+++ Metin alıntısı +++
Şiddetten yana değil güzelden yana öfke | Halit Payza

Şubat 12, 2021

Şiddetten yana değil güzelden yana öfke | Halit Payza

Öfke ve şiddet bir ve aynı şey değil. Dr. Charles Spielberg’e ‘hafif bir rahatsızlıktan, şiddetli kızgınlık ve hiddete kadar değişebilen bir duygudur’ öfke. Bu tanım eksiktir. Öfke psikolojik bir sayrılık olarak nitelendirilemez, haklı olarak oluşan öfke de tıbbi bir semptom olarak kabul edilemez. Öfke haksızlığa, adaletsizliğe tepki olarak ortaya çıkan ahlaksal bir duygu da olabilir, şiddete dönüşmediği sürece. Teolojik olarak İncil’de Rab da öfkelidir. “O gün onlara öfkeleneceğim, onları terk edeceğim. Yüzümü onlardan çevireceğim. Başkalarına yem olacaklar, başlarına sayısız kötülükler, sıkıntılar gelecek. O gün, ‘Tanrımız bizimle olmadığı için bu kötülükler başımıza geldi’ diyecekler.” Rab söylüyor, söylemekle kalmayıp öfkesini gösteriyor, Sodom ve Gomora’nın üzerine öfkesini yağdırıyor, yerle bir ediyor, gökten ateşler yağdırıyor. Cezalandırmak için acının her türünün yaşatılacağı cehennemi inşa ediyor. Teolojideki yaratıcı öfkenin ötesine geçiyor, şiddeti meşru kılıyor ve cezalandırmayı hak görüyor.

Erich Fromm, Sevginin ve Şiddetin Kaynağı’nda yaratamayan insanın yok etmek istediğini yazar; “Yaşam yaratmak, güçsüz insanda bulunmayan birtakım nitelikleri gerektirir. Yaşamı yok etmekse yalnızca bir tek niteliği -şiddete başvurmayı- gerektirir. Güçsüz insan, tabancası, bıçağı ya da kuvvetli bir bileği olduğu sürece başkalarının ya da kendisinin içindeki yaşamı yok ederek onu aşabilir. Böylece, kendisini yadsıyan yaşamdan öç almış olur. Ödünleyici şiddet, güçsüzlükten doğan ve güçsüzlüğü ödünleyen bir şiddet türüdür. Yaratamayan bir insan, yok etmek ister, yaratırken, yok ederken salt bir yaratık olma rolünün ötesine geçer.”  Şiddet bu istekten kaynaklanır.
+++
# Verilen görev 1:
Öfke ve şiddet yazısındaki Fromm alıntısına göre güçsüz insan neden yaşamı yok etmeye yönelir? Alıntının verdiği gerekçeyi bir ila üç cümleyle açıklayın.
# Verilen görev 2:
Öfke ve şiddet yazısını son cümlesinden sonra gelecek bir paragrafla genişletin.
+++ Listelenen satırlar +++
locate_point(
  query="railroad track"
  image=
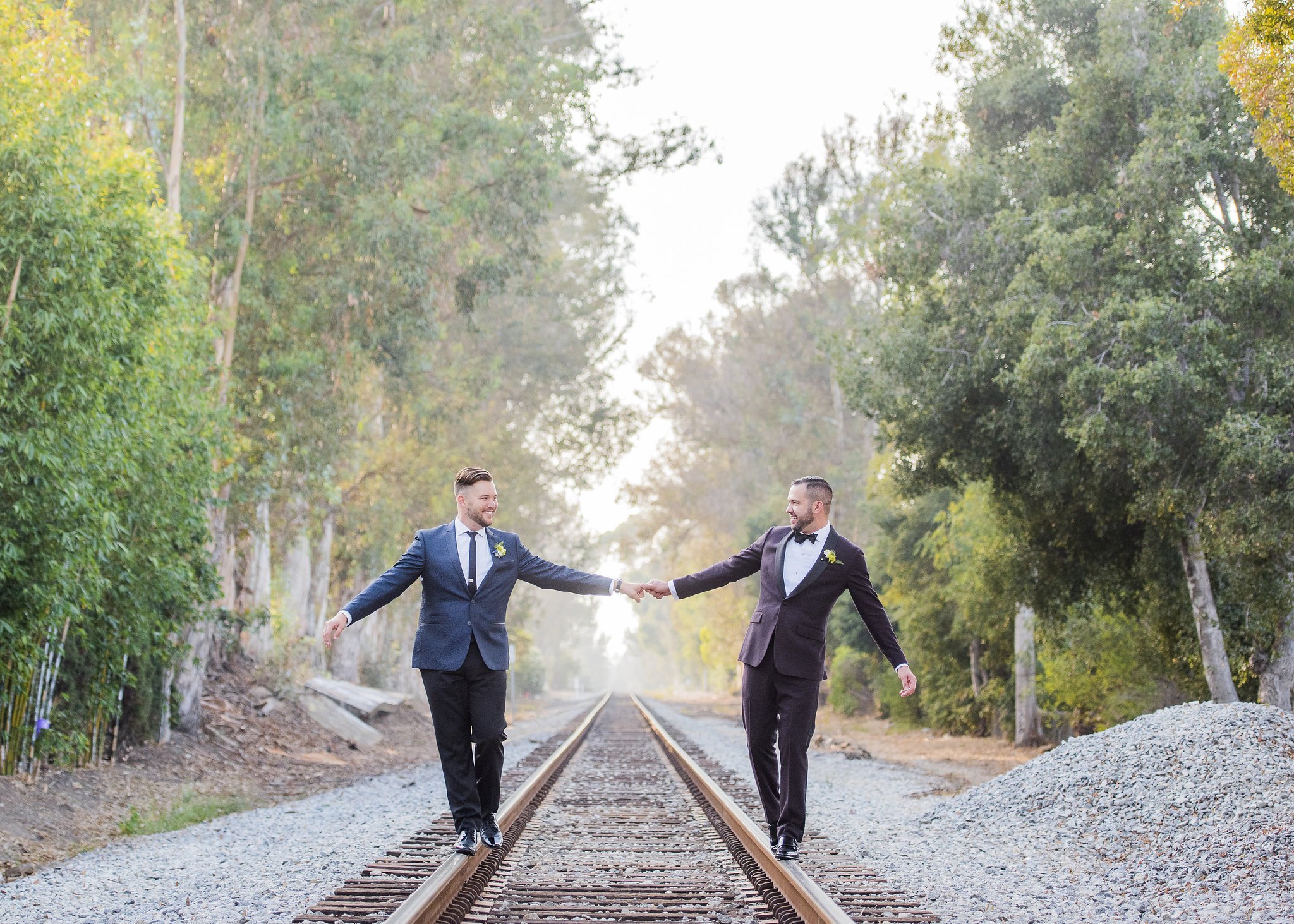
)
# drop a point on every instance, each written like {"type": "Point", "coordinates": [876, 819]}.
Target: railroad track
{"type": "Point", "coordinates": [617, 822]}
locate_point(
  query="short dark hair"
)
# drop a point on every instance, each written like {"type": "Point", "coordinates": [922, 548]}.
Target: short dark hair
{"type": "Point", "coordinates": [466, 478]}
{"type": "Point", "coordinates": [817, 488]}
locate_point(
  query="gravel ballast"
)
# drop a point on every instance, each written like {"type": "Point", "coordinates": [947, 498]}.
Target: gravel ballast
{"type": "Point", "coordinates": [1185, 814]}
{"type": "Point", "coordinates": [265, 865]}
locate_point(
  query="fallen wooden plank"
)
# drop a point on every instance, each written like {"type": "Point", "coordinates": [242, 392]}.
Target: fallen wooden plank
{"type": "Point", "coordinates": [341, 723]}
{"type": "Point", "coordinates": [364, 700]}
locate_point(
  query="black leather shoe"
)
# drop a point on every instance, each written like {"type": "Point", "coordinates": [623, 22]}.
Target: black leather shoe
{"type": "Point", "coordinates": [787, 848]}
{"type": "Point", "coordinates": [491, 835]}
{"type": "Point", "coordinates": [468, 841]}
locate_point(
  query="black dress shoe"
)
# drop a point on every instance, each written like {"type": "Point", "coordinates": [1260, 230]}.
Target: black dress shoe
{"type": "Point", "coordinates": [789, 848]}
{"type": "Point", "coordinates": [468, 840]}
{"type": "Point", "coordinates": [491, 835]}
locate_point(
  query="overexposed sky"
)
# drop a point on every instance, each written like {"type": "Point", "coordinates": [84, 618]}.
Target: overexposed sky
+++
# Görevin yanıtı 1:
Alıntıya göre yaşam yaratmak, güçsüz insanda bulunmayan birtakım nitelikler gerektirir. Yaşamı yok etmek ise yalnızca şiddete başvurmayı gerektirir. Güçsüz insan, tabancası, bıçağı ya da kuvvetli bir bileği olduğu sürece yaşamı yok ederek güçsüzlüğünü aşar, kendisini yadsıyan yaşamdan öç alır ve salt bir yaratık olma rolünün ötesine geçer.

# Görevin yanıtı 2:
Lokman Kurucu’nun Ne Güzel Suçtur Öfke’si1 öfke ve şiddetin toplumsal koşullarını gösterir. Sokaktan gelenin sokağı gösterdiği şiirlerdir Ne Güzel Suçtur Öfke. Kurucu, Ne Güzel Suçtur Öfke’de okuru yedi tepeli İstanbul’un arka sokaklarında dolaştırır, sıradan insanın görmek istemediği gerçekleri gösterir. İstanbul, Taksim- Beyoğlu- İstiklal caddesi-Galatasaray’dan ibaret değildir, Yahya Kemal’in şiirlerinden de ibaret değildir. Üstat ona bir tepeden bakabilir, sade bir semtini sevmeyi ömre değer bulabilir. Yahya Kemal için nice revnaklı şehirlerden biri olabilir en hoş ve en uzun rüya da olabilir. İstanbul Orhan Veli’nin şiirlerindeki İstanbul Yahya Kemal’in şiirlerindeki İstanbul’undan biraz daha gerçekçidir. Doklardan işçilerin çekiç sesleri hâlâ duyulabilir, rüzgar emekçilerin ter kokularını uzaklardan getirebilir, bir yosma geçtiğinde kaldırımdan hâlâ ona küfürler edilebilir, ardından laf atılabilir. İlhan Berk’in İstanbul’u da en az ama biraz daha fazla Orhan Veli’nin şiirlerindeki İstanbul gibidir. “İnsanlar sokak sokak, çarşı çarşı, ev ev / İnsanlar sırt sırta, omuz omuza verip durmuşlar / Boyunları bükük / Yorgun, asabi, kederli, kindar ” Bu panorama yalnız İstanbul değildir, her şeydir, bütün evrendir. Her kentin kirli bir yüzü, yorgun bir geçmişi vardır. Kimi kentler öfke biriktirir, kimi kentlerde öfke suç olur, şiddet olur. Yanı yananlar can yakarlar, toplumun dışladıkları, toplumu dışlarlar. Her şey karşılıklıdır, sevgiye şefkat, acıya merhamet, öfkeye karşı öfke.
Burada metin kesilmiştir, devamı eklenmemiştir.